• [Given exercise] Copy out the data below word for word, leaving out the pictures.

========

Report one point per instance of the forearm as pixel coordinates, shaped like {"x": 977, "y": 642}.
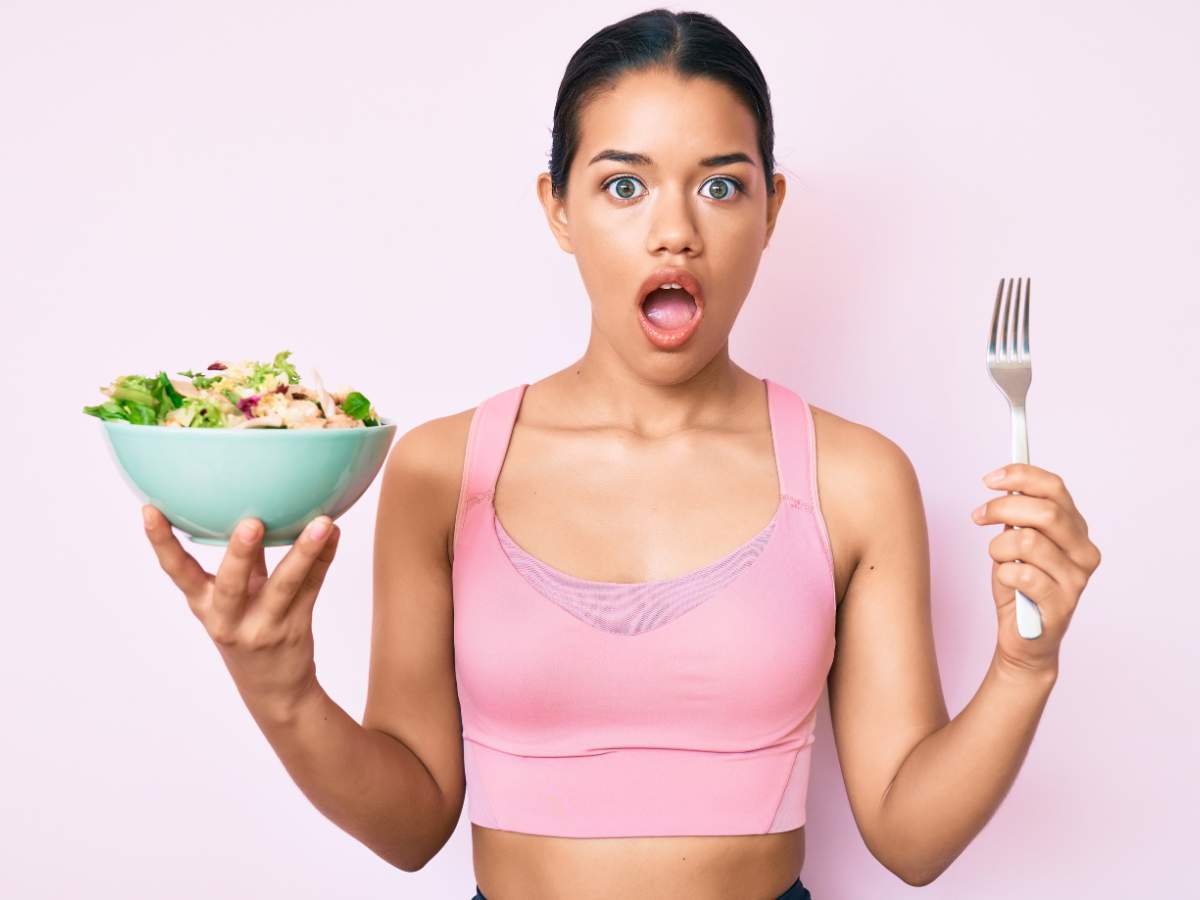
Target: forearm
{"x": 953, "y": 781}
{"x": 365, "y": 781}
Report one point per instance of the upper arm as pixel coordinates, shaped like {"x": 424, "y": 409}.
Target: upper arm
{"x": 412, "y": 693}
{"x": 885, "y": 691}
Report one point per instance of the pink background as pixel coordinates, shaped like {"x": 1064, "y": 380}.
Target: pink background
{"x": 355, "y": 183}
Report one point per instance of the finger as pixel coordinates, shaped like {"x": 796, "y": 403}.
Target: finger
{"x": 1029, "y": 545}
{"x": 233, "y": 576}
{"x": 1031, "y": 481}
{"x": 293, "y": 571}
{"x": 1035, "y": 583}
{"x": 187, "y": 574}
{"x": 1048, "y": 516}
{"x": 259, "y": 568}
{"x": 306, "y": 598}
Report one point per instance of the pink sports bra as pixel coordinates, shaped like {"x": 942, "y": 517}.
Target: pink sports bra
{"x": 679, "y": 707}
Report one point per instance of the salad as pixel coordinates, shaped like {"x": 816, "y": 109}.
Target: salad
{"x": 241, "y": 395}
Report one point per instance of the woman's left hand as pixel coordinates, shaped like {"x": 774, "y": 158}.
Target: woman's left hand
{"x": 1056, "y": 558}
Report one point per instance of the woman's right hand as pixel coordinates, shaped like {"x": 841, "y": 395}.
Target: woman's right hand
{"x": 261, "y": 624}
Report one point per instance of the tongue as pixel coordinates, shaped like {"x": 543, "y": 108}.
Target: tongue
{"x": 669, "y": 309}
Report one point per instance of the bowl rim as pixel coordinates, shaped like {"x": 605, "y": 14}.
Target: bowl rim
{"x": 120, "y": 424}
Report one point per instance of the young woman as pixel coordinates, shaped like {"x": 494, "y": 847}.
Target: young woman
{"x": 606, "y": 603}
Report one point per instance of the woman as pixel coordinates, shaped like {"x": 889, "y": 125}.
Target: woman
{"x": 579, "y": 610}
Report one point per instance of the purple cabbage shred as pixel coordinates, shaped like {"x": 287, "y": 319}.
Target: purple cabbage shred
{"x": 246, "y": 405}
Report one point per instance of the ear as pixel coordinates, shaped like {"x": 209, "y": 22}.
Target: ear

========

• [Completed exercise]
Report one point per instance of the forearm as pixel coordinates, shaped like {"x": 977, "y": 642}.
Target: forearm
{"x": 953, "y": 781}
{"x": 365, "y": 781}
Report one point per instance of the upper arm as pixel coordinates, shaped like {"x": 424, "y": 409}.
Target: upper arm
{"x": 412, "y": 693}
{"x": 885, "y": 691}
Report one point per instance of the pink background as pixel coordinates, shaped like {"x": 1064, "y": 380}.
Target: pink background
{"x": 355, "y": 183}
Report one point per instance of the finger as pixel coordinates, shaped like {"x": 796, "y": 403}.
Target: finger
{"x": 1029, "y": 545}
{"x": 233, "y": 576}
{"x": 1031, "y": 481}
{"x": 293, "y": 571}
{"x": 1035, "y": 583}
{"x": 187, "y": 574}
{"x": 1048, "y": 516}
{"x": 259, "y": 568}
{"x": 306, "y": 598}
Report one point per instance of the pink sports bra as pixel coordinates, shaped like {"x": 942, "y": 517}.
Target: pink sports bra
{"x": 679, "y": 707}
Report one point per instance of the salad as pixel coordinates, shaped like {"x": 816, "y": 109}.
Target: salad
{"x": 241, "y": 395}
Report one point per instance of the woman's left hand as pixel coordinates, shaped like {"x": 774, "y": 158}.
Target: woman's left hand
{"x": 1056, "y": 558}
Report one point per instance of the woman's right hand as pixel coordinates, shaped like {"x": 841, "y": 395}.
Target: woman's right hand
{"x": 261, "y": 624}
Report one point per instance of the tongue as pixel coordinates, shaped like {"x": 543, "y": 108}.
Target: tongue
{"x": 669, "y": 309}
Report one point per instance of the bowl rim as pixel coordinates, shaped like {"x": 605, "y": 14}.
Target: bowl rim
{"x": 120, "y": 424}
Report one point per instance of the young woman as pixel coordinates, shaped like {"x": 494, "y": 847}.
Target: young woman
{"x": 606, "y": 603}
Report one point per instance of the woman as pixel coordinates, shaped like {"x": 889, "y": 125}.
Target: woman
{"x": 579, "y": 610}
Report one point per instance of the purple cabbage shred as pixel coordinates, shaped like {"x": 287, "y": 319}.
Target: purple cabbage shred
{"x": 246, "y": 405}
Report one point per instance of the ear as pixel coordinates, shaped like {"x": 209, "y": 22}.
Target: ear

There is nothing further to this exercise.